Start of RECORDED INFORMATION
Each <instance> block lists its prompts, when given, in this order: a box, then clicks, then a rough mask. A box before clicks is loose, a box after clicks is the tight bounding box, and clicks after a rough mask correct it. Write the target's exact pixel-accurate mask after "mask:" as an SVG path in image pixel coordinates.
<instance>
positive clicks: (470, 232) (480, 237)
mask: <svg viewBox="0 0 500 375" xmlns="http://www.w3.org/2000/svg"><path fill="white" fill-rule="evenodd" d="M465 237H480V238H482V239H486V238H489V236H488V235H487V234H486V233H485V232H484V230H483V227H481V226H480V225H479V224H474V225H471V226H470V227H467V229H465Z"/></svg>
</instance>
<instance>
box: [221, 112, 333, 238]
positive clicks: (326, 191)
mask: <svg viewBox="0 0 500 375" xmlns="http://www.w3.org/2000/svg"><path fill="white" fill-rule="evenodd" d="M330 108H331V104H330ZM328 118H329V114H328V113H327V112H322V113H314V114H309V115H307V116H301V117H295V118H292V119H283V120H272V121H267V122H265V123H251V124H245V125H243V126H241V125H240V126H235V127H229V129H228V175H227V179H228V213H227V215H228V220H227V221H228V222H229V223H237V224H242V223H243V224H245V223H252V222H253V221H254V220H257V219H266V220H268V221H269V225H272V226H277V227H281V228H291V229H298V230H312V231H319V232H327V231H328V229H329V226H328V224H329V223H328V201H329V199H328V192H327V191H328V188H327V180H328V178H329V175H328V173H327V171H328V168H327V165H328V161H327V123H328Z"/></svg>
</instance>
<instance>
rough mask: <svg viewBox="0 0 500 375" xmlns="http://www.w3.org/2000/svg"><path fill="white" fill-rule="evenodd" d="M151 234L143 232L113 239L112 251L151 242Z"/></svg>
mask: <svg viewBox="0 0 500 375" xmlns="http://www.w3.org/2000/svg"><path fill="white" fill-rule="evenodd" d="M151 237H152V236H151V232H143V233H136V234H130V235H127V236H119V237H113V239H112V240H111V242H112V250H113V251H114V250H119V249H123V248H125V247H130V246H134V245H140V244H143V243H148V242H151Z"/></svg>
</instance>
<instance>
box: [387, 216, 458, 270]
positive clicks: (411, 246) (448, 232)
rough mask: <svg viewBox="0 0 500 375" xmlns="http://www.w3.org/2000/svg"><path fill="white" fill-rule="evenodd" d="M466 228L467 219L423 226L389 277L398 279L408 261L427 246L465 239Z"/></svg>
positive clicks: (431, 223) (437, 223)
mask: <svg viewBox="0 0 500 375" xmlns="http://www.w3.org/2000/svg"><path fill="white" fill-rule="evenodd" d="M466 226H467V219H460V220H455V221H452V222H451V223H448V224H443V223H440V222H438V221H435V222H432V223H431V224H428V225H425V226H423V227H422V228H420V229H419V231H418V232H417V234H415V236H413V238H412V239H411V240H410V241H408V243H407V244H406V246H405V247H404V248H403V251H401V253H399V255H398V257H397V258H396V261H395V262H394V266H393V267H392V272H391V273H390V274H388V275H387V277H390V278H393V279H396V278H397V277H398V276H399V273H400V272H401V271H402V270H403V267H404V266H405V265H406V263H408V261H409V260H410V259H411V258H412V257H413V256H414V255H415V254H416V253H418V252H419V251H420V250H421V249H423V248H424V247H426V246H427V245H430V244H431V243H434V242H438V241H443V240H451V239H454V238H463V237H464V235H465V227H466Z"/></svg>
End of RECORDED INFORMATION
GOAL OF THE EXERCISE:
Type the data out again, exactly.

EXERCISE RESULT:
Each <instance> block lists its prompts, when given, in this order: a box, then clicks, then a rough mask. A box before clicks is loose, a box after clicks is the tight bounding box, and clicks after a rough mask correct it. Write the target's exact pixel-accurate mask after "mask:" as an SVG path in image pixel coordinates.
<instance>
positive clicks: (470, 232) (480, 237)
mask: <svg viewBox="0 0 500 375" xmlns="http://www.w3.org/2000/svg"><path fill="white" fill-rule="evenodd" d="M465 237H480V238H482V239H486V238H489V236H488V235H487V234H486V233H485V232H484V230H483V227H481V226H480V225H479V224H474V225H471V226H470V227H467V229H465Z"/></svg>
</instance>
<instance>
box: [221, 112, 333, 238]
positive clicks: (326, 191)
mask: <svg viewBox="0 0 500 375" xmlns="http://www.w3.org/2000/svg"><path fill="white" fill-rule="evenodd" d="M330 108H331V104H330ZM328 118H329V114H328V113H327V112H322V113H314V114H309V115H307V116H301V117H295V118H292V119H283V120H272V121H267V122H265V123H251V124H245V125H243V126H241V125H240V126H235V127H229V129H228V175H227V179H228V213H227V215H228V220H227V221H228V222H229V223H237V224H242V223H243V224H245V223H252V222H253V221H254V220H257V219H266V220H268V221H269V225H272V226H277V227H281V228H291V229H298V230H312V231H319V232H327V231H328V229H329V226H328V224H329V223H328V201H329V199H328V192H327V191H328V188H327V180H328V178H329V175H328V173H327V171H328V168H327V165H328V161H327V123H328Z"/></svg>
</instance>
<instance>
rough mask: <svg viewBox="0 0 500 375" xmlns="http://www.w3.org/2000/svg"><path fill="white" fill-rule="evenodd" d="M151 234L143 232L113 239L112 251L151 242Z"/></svg>
mask: <svg viewBox="0 0 500 375" xmlns="http://www.w3.org/2000/svg"><path fill="white" fill-rule="evenodd" d="M151 237H152V236H151V232H143V233H136V234H130V235H127V236H119V237H113V239H112V240H111V242H112V250H113V251H114V250H119V249H123V248H125V247H130V246H134V245H140V244H143V243H148V242H151Z"/></svg>
</instance>
<instance>
box: [387, 216, 458, 270]
positive clicks: (411, 246) (448, 232)
rough mask: <svg viewBox="0 0 500 375" xmlns="http://www.w3.org/2000/svg"><path fill="white" fill-rule="evenodd" d="M466 228L467 219L423 226L389 277L398 279L408 261L427 246L465 239Z"/></svg>
positive clicks: (431, 223) (437, 223)
mask: <svg viewBox="0 0 500 375" xmlns="http://www.w3.org/2000/svg"><path fill="white" fill-rule="evenodd" d="M466 226H467V219H460V220H455V221H452V222H451V223H448V224H443V223H440V222H438V221H435V222H432V223H431V224H428V225H425V226H423V227H422V228H420V229H419V231H418V232H417V234H415V236H413V238H412V239H411V240H410V241H408V243H407V244H406V246H405V247H404V248H403V251H401V253H399V255H398V257H397V258H396V261H395V262H394V266H393V267H392V272H391V273H390V274H388V275H387V277H390V278H393V279H396V278H397V277H398V276H399V273H400V272H401V271H402V270H403V267H404V266H405V265H406V263H408V261H409V260H410V259H411V258H412V257H413V256H414V255H415V254H416V253H418V252H419V251H420V250H421V249H423V248H424V247H426V246H427V245H430V244H431V243H434V242H438V241H443V240H451V239H454V238H463V237H464V235H465V227H466Z"/></svg>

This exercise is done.